- [READING TEXT]
Schema miner pro Logo

SCHEMA-MINER Pro: Agentic AI for Ontology Grounding over LLM-Discovered Scientific Schemas in a Human-in-the-Loop Workflow

Schema-Miner is a novel framework that leverages Large Language Models (LLMs) and continuous human feedback to automate and enhance the schema mining task. Through an iterative process, the framework uses LLMs to extract and organize properties from unstructured text and refines schemas with expert input. Schema-Miner pro extends Schema-Miner with an ontology grounding component powered by agentic AI. It performs multi-step reasoning using lexical heuristics and semantic similarity search, and grounds schema elements in formal ontologies (e.g., QUDT).

Below is the workflow diagram of Schema-Miner.

Schema-miner Workflow

Figure 1. Overview of the LLMs4SchemaDiscovery workflow implemented in schemaminer. Stage 1 (gray box) generates an initial schema from domain specifications. Stage 2 (orange box) refines the schema using a small, expert-curated set of papers and optional feedback. Stage 3 (red box) finalizes the schema with a larger, non-curated collection of papers. The workflow iteratively updates the schema and concludes by grounding schema properties to ontologies.

- [ABOUT THIS EXERCISE]
In the Schema-Miner text above, what does Stage 3 of the workflow use to finalize the schema?

- [Dataset excerpts]

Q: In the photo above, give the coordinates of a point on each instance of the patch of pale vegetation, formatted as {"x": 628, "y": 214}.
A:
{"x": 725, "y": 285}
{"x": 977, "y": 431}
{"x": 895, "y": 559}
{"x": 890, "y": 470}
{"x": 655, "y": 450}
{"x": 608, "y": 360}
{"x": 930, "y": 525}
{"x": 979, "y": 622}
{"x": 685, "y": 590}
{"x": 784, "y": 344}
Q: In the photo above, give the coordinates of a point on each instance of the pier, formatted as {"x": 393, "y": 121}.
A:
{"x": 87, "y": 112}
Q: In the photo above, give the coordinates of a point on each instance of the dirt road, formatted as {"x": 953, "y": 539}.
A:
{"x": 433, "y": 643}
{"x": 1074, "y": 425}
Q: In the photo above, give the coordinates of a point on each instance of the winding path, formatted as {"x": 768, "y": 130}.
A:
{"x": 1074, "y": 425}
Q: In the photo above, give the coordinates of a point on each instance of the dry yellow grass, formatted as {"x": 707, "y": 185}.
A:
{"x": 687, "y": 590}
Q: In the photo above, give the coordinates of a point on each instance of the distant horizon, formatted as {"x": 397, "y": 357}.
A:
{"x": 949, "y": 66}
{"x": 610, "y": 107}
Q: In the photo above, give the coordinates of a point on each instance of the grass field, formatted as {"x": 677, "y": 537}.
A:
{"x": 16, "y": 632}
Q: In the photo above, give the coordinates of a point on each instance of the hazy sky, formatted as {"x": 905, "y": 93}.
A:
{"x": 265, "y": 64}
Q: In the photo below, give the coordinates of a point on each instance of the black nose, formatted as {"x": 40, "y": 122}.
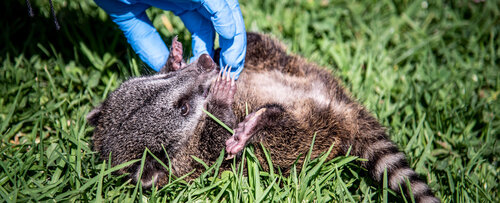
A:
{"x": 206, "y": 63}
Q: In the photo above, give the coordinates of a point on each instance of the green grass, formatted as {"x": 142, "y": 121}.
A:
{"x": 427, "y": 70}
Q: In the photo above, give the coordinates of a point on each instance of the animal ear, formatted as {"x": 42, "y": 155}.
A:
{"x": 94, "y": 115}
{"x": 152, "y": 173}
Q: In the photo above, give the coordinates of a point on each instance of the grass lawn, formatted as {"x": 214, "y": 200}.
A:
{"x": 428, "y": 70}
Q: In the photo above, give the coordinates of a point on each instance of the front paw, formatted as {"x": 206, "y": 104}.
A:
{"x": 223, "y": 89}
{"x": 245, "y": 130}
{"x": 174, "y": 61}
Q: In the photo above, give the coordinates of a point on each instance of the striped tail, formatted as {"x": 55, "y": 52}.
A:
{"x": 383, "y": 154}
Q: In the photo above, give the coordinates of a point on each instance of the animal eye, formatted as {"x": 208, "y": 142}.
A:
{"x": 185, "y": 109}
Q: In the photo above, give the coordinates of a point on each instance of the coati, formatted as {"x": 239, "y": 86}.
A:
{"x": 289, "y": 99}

...

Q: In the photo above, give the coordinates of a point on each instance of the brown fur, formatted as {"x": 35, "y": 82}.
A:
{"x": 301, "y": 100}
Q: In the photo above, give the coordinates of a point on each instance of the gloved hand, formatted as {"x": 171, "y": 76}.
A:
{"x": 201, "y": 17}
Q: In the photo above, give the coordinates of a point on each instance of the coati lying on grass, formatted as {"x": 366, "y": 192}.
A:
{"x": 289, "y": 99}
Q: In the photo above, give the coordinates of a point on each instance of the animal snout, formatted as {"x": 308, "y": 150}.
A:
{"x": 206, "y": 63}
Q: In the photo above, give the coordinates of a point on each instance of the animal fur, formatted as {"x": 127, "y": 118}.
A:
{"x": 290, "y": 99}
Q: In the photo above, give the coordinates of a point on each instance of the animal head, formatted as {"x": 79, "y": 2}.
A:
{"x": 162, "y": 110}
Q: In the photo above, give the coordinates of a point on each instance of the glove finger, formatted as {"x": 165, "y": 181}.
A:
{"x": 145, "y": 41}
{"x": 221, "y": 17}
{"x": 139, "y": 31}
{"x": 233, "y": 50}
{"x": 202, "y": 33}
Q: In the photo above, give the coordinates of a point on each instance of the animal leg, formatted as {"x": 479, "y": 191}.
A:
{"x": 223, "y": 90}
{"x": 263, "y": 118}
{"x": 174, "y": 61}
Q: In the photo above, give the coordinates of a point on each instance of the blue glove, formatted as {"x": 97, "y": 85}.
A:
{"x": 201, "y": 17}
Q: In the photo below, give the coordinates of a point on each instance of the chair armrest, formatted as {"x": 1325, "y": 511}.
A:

- [EXERCISE ANSWER]
A larger, non-curated collection of papers.